Houve um tempo, há décadas, em que gostava de fazer uma brincadeira quando chegava a casa de amigos, em São Paulo: ver os discos que tinham. Todos tinham muitos do Chico Buarque, Vandré, Sérgio Ricardo, grupo Tarancón, Mercedes Sosa, Violeta Parra, Elis Regina, Quinteto Violado, Milton Nascimento e outros. Do Milton Nascimento, tinha um especial, cuja capa se abria em forma de um grande caderno e tinha de fora a fora uma foto do público de um show dele na Cidade Universitária de São Paulo. Era esse que me interessava. Centenas e centenas de estudantes apareciam na foto. E em todas as casas, havia um círculo feito à caneta em volta de um rosto, tipo “olha eu aqui”. Todo mundo se identificava na foto, com orgulho. Menos eu. Não por ser diferente dos outros, mas porque estava num lugar mais alto e fiquei fora da área abrangida por ela.
Eu me lembrei disso ao ler o livro “De onde vem essa força – histórias da família Nascimento de Minas para o mundo”, de autoria de uma prima do Milton, Vilma Nascimento, também cantora, e de Jary Cardoso e João Marcos Veiga.

* _DADOS BRUTOS_:
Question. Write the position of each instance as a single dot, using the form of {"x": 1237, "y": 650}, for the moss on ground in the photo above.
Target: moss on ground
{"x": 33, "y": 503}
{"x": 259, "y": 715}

* _REQUISITOS DA TAREFA_: Extraia do texto sobre o disco de Milton Nascimento o trecho que começa nas palavras "Eu me lembrei" e termina logo após "João Marcos Veiga.", sem alterar nenhuma letra. O material tem origem diferente da do texto sobre o disco de Milton Nascimento.

* _RESULTADO DO EXERCÍCIO_:
Eu me lembrei disso ao ler o livro “De onde vem essa força – histórias da família Nascimento de Minas para o mundo”, de autoria de uma prima do Milton, Vilma Nascimento, também cantora, e de Jary Cardoso e João Marcos Veiga.